_TASKS TO COMPLETE_
1. From the passage on intergenerational equity, write out word for word the part that begins at the words "Finally, the third" and ends after "access to resources.".
2. In the passage on intergenerational equity, which of the three principles does the writer name as the linchpin that makes the other two possible?
3. Decide whether each statement agrees with the passage on intergenerational equity, answering yes or no and quoting the words that settle it: (a) The third principle, access, refers to factors like economic gatekeeping. (b) The writer considers access the linchpin of the three principles. (c) Future generations could still compare their rainforests with past generations' rainforests even if all the rainforests are gone.

Finally, the third principle—access—refers to factors like economic gatekeeping. Put simply, what is best for the economy might not be what is best for individuals writ large. It benefits one country to be able to have sole ownership of one resource and be able to profit from selling those resources, or access to resources, to others, but that then puts those other countries at a significant disadvantage. What use is having an abundance of oil fields if only the top one percent of producer countries can afford to drill them? If it is profitable for one country to own all the potable water in a region, and they charge high rates for others to access that drinking water, then that defeats the purpose of equitable access to resources.
While the three principles are important to consider in how people interact with global changes, I believe one stands out as the linchpin that makes the other two possible: options. If current generations do not have options in which natural resources they can benefit from, and they do nothing to revive those options, then future generations will have even fewer options For instance, future generations cannot compare the quality of their rainforests to past generations’ rainforests if all the rainforests are gone. Similarly, if current generations do not leave an ample supply of Earth’s resources, the question of who gets access to those resources will not matter if prior generations depleted them all. Ensuring future generations have all the opportunities (i.e., “options”) we had will lay the groundwork for equity. However, some studies suggest getting others to care about the first tenant of intergenerational equity will pose a challenge.

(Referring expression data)
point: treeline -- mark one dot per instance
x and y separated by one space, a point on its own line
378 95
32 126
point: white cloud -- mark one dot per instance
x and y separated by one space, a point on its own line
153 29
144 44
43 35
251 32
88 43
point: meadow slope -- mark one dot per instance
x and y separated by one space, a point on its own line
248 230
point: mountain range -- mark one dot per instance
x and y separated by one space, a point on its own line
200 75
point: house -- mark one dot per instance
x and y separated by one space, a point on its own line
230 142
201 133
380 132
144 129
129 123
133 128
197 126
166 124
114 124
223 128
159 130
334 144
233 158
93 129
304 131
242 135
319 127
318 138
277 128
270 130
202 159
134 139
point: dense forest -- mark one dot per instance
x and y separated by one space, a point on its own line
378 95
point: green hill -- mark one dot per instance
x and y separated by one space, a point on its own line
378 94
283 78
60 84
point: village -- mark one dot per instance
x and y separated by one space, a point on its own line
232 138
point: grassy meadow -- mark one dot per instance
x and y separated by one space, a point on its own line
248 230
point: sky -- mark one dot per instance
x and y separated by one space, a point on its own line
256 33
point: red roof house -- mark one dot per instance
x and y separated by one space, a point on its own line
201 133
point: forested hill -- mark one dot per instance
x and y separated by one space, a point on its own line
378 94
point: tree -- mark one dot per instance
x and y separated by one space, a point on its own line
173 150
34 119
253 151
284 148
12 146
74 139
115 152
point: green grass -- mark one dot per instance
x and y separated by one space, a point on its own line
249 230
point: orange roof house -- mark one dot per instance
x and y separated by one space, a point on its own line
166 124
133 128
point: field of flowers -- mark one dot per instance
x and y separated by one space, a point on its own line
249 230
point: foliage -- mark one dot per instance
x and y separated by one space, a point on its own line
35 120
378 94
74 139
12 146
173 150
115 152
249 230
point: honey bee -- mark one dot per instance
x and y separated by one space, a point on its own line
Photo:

==

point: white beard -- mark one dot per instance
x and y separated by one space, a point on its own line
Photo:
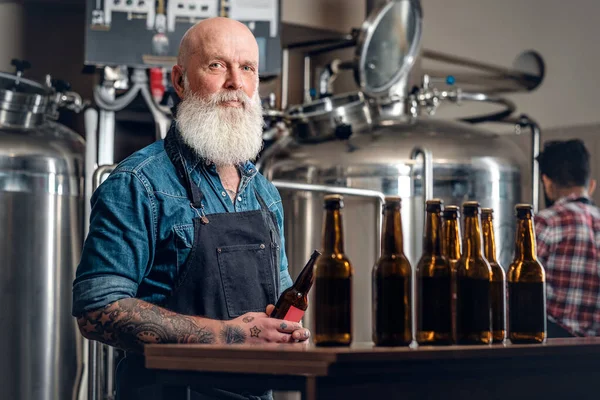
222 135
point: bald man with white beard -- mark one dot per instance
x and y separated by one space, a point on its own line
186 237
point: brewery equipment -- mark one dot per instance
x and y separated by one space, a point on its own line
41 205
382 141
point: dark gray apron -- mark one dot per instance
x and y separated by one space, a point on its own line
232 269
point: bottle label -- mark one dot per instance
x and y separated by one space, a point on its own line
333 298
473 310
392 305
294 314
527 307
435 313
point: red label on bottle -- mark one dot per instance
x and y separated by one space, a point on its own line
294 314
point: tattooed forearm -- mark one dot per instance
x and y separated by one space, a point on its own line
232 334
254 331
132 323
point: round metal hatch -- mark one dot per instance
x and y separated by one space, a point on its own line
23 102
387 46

_SOLVED TASKS_
1.
Finally, the third principle—access—refers to factors like economic gatekeeping. Put simply, what is best for the economy might not be what is best for individuals writ large. It benefits one country to be able to have sole ownership of one resource and be able to profit from selling those resources, or access to resources, to others, but that then puts those other countries at a significant disadvantage. What use is having an abundance of oil fields if only the top one percent of producer countries can afford to drill them? If it is profitable for one country to own all the potable water in a region, and they charge high rates for others to access that drinking water, then that defeats the purpose of equitable access to resources.

2. Options.

3.
(a) Yes: "the third principle—access—refers to factors like economic gatekeeping"
(b) No: "I believe one stands out as the linchpin that makes the other two possible: options"
(c) No: "future generations cannot compare the quality of their rainforests to past generations’ rainforests if all the rainforests are gone"